§ WHAT YOU HAVE TO DO
If a picture appears in the records, skip it; copy everything else exactly.
*-*-*
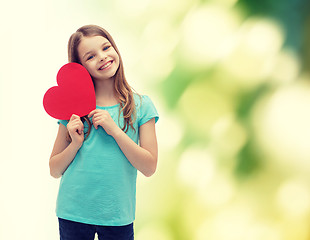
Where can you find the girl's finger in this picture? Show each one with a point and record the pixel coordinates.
(92, 113)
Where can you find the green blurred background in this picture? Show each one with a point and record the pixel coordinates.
(231, 82)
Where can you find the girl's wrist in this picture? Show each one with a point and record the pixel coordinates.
(76, 145)
(117, 132)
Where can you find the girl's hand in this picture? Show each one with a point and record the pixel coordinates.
(76, 130)
(102, 118)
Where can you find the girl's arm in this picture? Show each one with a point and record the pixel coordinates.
(143, 157)
(63, 151)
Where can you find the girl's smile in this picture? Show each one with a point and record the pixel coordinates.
(99, 57)
(106, 66)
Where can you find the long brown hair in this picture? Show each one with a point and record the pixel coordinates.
(123, 91)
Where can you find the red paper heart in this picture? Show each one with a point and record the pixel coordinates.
(75, 93)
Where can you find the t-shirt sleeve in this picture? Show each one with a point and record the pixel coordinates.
(147, 111)
(63, 122)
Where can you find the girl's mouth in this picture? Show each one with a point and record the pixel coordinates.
(105, 65)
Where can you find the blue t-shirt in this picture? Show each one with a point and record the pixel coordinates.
(99, 186)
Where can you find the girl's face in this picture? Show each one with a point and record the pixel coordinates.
(99, 57)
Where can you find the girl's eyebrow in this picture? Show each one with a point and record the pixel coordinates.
(92, 50)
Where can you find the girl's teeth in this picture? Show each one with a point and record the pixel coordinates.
(106, 65)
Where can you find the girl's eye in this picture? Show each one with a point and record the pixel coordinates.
(90, 57)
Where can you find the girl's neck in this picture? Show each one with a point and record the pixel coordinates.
(105, 93)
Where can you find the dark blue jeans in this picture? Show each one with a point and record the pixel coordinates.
(70, 230)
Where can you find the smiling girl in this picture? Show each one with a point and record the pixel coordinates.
(97, 191)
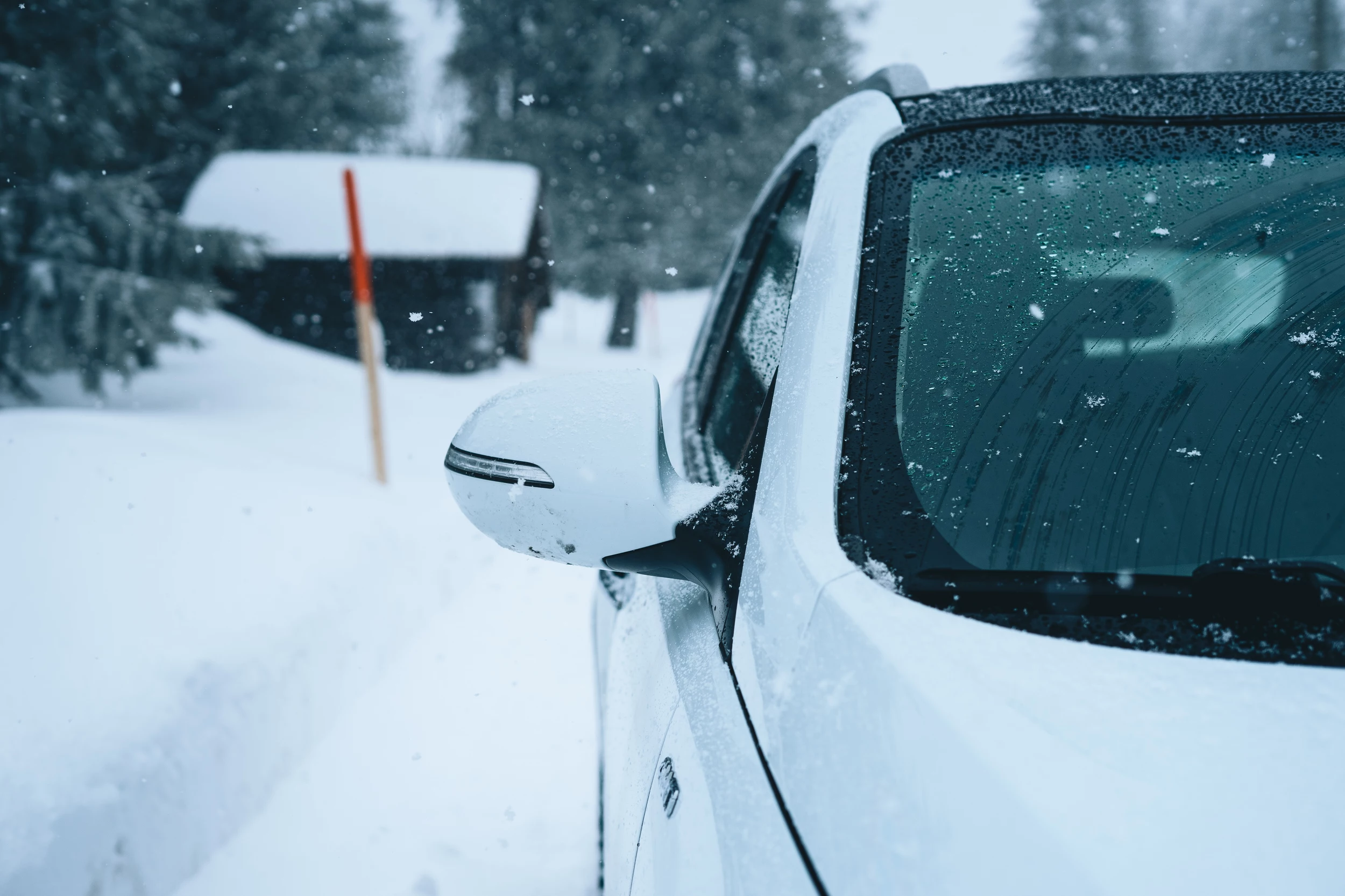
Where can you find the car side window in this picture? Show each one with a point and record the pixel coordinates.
(752, 349)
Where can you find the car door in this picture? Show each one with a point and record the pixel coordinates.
(709, 810)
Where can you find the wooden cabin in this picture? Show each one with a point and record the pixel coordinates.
(458, 247)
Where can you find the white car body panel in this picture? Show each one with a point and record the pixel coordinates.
(905, 749)
(1015, 763)
(923, 752)
(669, 695)
(792, 549)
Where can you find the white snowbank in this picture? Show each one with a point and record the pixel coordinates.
(410, 206)
(201, 579)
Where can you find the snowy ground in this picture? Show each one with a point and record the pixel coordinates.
(228, 650)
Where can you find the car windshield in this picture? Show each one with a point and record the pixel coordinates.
(1122, 347)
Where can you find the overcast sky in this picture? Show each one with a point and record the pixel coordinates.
(955, 42)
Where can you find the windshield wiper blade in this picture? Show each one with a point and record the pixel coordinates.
(1227, 588)
(999, 591)
(1273, 568)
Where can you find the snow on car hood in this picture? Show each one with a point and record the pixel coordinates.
(921, 751)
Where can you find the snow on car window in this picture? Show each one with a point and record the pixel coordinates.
(754, 352)
(1122, 347)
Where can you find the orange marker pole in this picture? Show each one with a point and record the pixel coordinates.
(365, 323)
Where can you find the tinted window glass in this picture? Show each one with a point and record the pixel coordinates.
(1107, 349)
(752, 352)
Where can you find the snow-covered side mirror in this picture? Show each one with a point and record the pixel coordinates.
(572, 468)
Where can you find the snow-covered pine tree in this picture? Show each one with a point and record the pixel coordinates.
(1262, 35)
(654, 124)
(109, 109)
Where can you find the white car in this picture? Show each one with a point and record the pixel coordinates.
(1008, 553)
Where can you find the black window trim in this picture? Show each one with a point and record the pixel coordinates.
(727, 311)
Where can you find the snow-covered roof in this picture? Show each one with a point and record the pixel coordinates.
(410, 208)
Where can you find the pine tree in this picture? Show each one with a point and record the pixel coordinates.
(109, 109)
(1121, 37)
(653, 124)
(1263, 35)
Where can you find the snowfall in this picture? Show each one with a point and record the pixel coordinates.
(235, 664)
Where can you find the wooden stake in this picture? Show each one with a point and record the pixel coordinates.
(652, 321)
(364, 295)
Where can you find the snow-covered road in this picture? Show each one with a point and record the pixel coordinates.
(228, 656)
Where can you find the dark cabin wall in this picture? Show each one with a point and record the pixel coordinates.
(525, 288)
(308, 301)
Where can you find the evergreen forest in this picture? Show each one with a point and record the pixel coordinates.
(108, 112)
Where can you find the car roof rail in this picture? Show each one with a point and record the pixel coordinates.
(897, 81)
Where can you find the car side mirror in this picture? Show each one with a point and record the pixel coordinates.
(572, 468)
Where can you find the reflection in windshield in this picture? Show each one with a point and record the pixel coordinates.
(1126, 365)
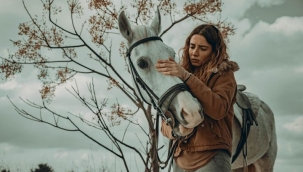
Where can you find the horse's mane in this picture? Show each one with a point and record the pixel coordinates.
(140, 32)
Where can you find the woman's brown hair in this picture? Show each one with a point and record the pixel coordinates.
(214, 38)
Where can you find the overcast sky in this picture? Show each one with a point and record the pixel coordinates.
(267, 46)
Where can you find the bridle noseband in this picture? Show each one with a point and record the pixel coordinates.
(156, 102)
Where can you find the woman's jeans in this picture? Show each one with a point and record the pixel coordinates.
(219, 163)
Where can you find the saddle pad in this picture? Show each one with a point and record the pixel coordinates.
(255, 106)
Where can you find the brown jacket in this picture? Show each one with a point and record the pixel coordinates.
(217, 97)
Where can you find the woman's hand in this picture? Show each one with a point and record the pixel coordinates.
(170, 67)
(185, 131)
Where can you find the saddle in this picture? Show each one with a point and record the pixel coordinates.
(248, 118)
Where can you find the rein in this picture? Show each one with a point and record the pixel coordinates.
(157, 102)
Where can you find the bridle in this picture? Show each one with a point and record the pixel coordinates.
(157, 102)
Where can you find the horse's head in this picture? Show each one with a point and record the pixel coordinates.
(170, 92)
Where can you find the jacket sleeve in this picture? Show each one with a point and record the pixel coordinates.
(217, 100)
(166, 130)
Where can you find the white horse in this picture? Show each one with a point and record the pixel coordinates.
(261, 143)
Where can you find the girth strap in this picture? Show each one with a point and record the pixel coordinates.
(248, 119)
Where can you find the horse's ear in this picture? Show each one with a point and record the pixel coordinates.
(156, 23)
(124, 27)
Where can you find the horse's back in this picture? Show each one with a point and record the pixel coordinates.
(261, 138)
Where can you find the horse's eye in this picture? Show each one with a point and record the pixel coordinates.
(142, 63)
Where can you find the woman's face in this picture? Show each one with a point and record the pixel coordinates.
(199, 50)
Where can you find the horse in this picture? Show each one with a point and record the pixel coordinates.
(145, 48)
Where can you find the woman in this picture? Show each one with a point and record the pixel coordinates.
(206, 69)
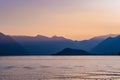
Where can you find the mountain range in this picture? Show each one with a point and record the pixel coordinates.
(42, 45)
*-*-*
§ YOUR SOLUTION
Where can you find the girl's finger in this picture? Show each one with a point and record the pixel coordinates.
(92, 113)
Where can you find the green blurred background in this picture? Show each one with a point and record the pixel coordinates.
(231, 82)
Where can you find the girl's wrist in this picture? Show each one with a point and record the pixel coordinates.
(76, 145)
(117, 132)
Where can you find the girl's hand in this picture? Show each one with a point and record the pixel coordinates.
(76, 130)
(102, 118)
Where can you find the girl's arm in this picture? Show each one with a point and record the pixel coordinates.
(143, 157)
(63, 151)
Where can you find the girl's smile in this picture? Show each one with a point and record the pixel coordinates.
(99, 57)
(106, 66)
Where can you find the long brown hair in this picture? Show each one with a point and record the pixel coordinates.
(123, 91)
Where can you find the red paper heart in this picture? Show each one with a point and record the pixel coordinates.
(75, 93)
Where can you find the t-shirt sleeve in this picture? Show each one with a point and record the pixel coordinates.
(147, 111)
(63, 122)
Where can you find the girl's mouth in this picture? Show each one with a point and record the pixel coordinates.
(105, 65)
Where can you find the blue t-shirt in this picture? Show each one with a point and record the pixel coordinates.
(99, 186)
Where can you find the girl's face in this picture? Show each one with a point and record the pixel coordinates.
(99, 57)
Where can you find the girl's eyebrow in this picture? Show each one with a point and record the pixel coordinates.
(92, 50)
Where can you find the girl's teeth in this picture? Show each one with a point and record the pixel coordinates.
(106, 65)
Where can you find the girl's eye in this picture? Show each one with a point and record the pixel coordinates.
(90, 57)
Where can you find the girl's neck in this picture? Show each one with a point and record the pixel coordinates.
(105, 93)
Where can you find the dark blue jeans in this picture? Show each one with a point and record the pixel coordinates.
(70, 230)
Where can you find the smiling girl in this picture? Show each one with a point and record the pixel coordinates.
(97, 191)
Where can you find the car side window in this picture? Show each one with a point and record the pixel coordinates.
(752, 349)
Where can you find the car door in this picture? Show each one with a point and record the pixel coordinates.
(709, 810)
Where can you find the wooden cabin in this picture? Show each one with a point and record the pixel coordinates.
(458, 247)
Where can you find the white car body panel in this picture? Show each one with a point and record the pixel coordinates.
(905, 749)
(1015, 763)
(923, 752)
(669, 695)
(792, 549)
Where can you find the white snowbank in this picture? Show each one with a point and record the pixel coordinates.
(410, 206)
(201, 579)
Where can you find the snowy ground in this picture? Show each one with a point and record the pixel coordinates.
(228, 650)
Where can you find the car windshield in this picture? Show each one with a point and record the pixel coordinates.
(1122, 347)
Where can you find the overcast sky in this picture? Show each one with a point and record the pixel coordinates.
(955, 42)
Where can you find the windshield wiper blade in this picture? Show each one with a point and record the pixel coordinates.
(1227, 588)
(999, 591)
(1273, 568)
Where can you find the snow on car hood in this picture? Show each one with a point and record the pixel coordinates.
(921, 751)
Where can you find the snow on car window in this picture? Show each one with a point and record the pixel coordinates.
(754, 352)
(1122, 347)
Where can you find the orange marker pole in this picture? Show each one with a point and record the pixel coordinates.
(365, 323)
Where can you find the tinted window glass in this picture? Show each one with a point and record the pixel coordinates.
(1107, 349)
(752, 352)
Where can you find the snow-covered side mirror in this picture? Show each one with a point and record the pixel coordinates.
(572, 468)
Where can you find the snow-covered pine tree in this picture? Show each one with a point and record the pixel coordinates.
(1262, 35)
(654, 124)
(109, 109)
Where can you find the white car in this picture? Show each one with a point and record the pixel coordinates.
(1008, 553)
Where can you find the black window trim in this picture? Show each one with a point and record the pixel coordinates.
(727, 311)
Where can you find the snow-covered roof in this picture? Show each one with a point and record the pixel coordinates.
(410, 208)
Where can you find the pine tree in this picture? Show each one with a point and record the pixel coordinates.
(109, 109)
(1121, 37)
(653, 124)
(1263, 35)
Where can you find the snowfall in this picture? Show each one with a point and record the pixel coordinates.
(235, 664)
Where can you find the wooden stake in this picture? Show each one with a point and record the pixel coordinates.
(652, 321)
(364, 295)
Where can you find the snow-covered road in this picture? Show each one with a point and record the pixel coordinates.
(228, 656)
Where can you find the dark cabin wall in this picture? Show each one with a point and record the pixel coordinates.
(525, 288)
(308, 301)
Where can you find the evergreen forest in this picture? Show each one with a point and record the pixel coordinates.
(108, 112)
Where can you find the car roof rail in this picture? Show each one with a point and record the pixel coordinates.
(897, 81)
Where can you find the car side mirror in this picture? Show each one with a point and record the pixel coordinates.
(572, 468)
Where can you find the reflection in windshield in this picture? Show each one with a point and record the pixel coordinates.
(1126, 365)
Where can you find the horse's mane in this picture? Show each one with a point and record the pixel coordinates.
(140, 32)
Where can you find the woman's brown hair in this picture? Show each one with a point and record the pixel coordinates.
(214, 38)
Where can you find the overcast sky in this picture? Show each one with a point and record the pixel coordinates.
(267, 46)
Where can you find the bridle noseband in this picture? Show each one with a point and record the pixel coordinates.
(156, 102)
Where can you find the woman's jeans in this picture? Show each one with a point and record the pixel coordinates.
(219, 163)
Where can you find the saddle pad in this picture? Show each one with a point and record the pixel coordinates.
(255, 106)
Where can you find the brown jacket in this picture? Show each one with a point and record the pixel coordinates.
(217, 97)
Where can you find the woman's hand in this picture? Show each one with a point and record the pixel coordinates.
(170, 67)
(185, 131)
Where can you find the saddle in this picture? Show each one with a point and record the pixel coordinates.
(248, 118)
Where can you find the rein in this picture? Show each one with a point and record the pixel coordinates.
(157, 102)
Where can you find the bridle in this picture? Show each one with a point and record the pixel coordinates.
(157, 102)
Where can you find the horse's head in this picture? Show each one with a point and record the pixel coordinates.
(170, 92)
Where can you find the jacket sleeve in this picture? Show each one with a point and record the pixel coordinates.
(217, 100)
(166, 130)
Where can you find the white horse in this picture? Show each one with a point and record the pixel coordinates.
(261, 143)
Where can you find the girth strap in this picture? Show each one with a point and record the pixel coordinates.
(248, 119)
Where can you find the horse's ear in this picture? Show each one with a point and record the pixel coordinates.
(156, 23)
(124, 27)
Where can you find the horse's back in this picture? Show each one with a point and record the pixel coordinates.
(261, 138)
Where can you find the horse's eye in this picture? Show each one with a point and record the pixel coordinates.
(142, 63)
Where can you find the woman's face in this picture? Show each one with a point and record the pixel coordinates.
(199, 50)
Where can you find the horse in this picture? Show each one with a point and record the pixel coordinates.
(145, 48)
Where can you find the woman in this picture? Show each one with a point and record the pixel coordinates.
(206, 69)
Where can you find the mountain range in this picture? Show each one with a point and record the pixel coordinates.
(42, 45)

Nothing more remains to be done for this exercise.